▶ [PROBLEM DESCRIPTION]: Reproduce the rows below, swapping every occurrence of "hay bale twine" for "baling twine" and leaving everything else unchanged.

Object location annotation data
....

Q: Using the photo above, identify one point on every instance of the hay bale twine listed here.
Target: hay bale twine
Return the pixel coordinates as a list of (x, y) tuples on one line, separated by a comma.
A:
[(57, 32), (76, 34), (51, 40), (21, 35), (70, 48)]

....

▶ [TASK RESPONSE]:
Q: Using the photo above, identify one point on every instance of the baling twine listed here.
Target: baling twine
Return the pixel coordinates as a list of (x, y) tuples on one line, separated by a comma.
A:
[(57, 32), (76, 34), (51, 40), (21, 35), (70, 48)]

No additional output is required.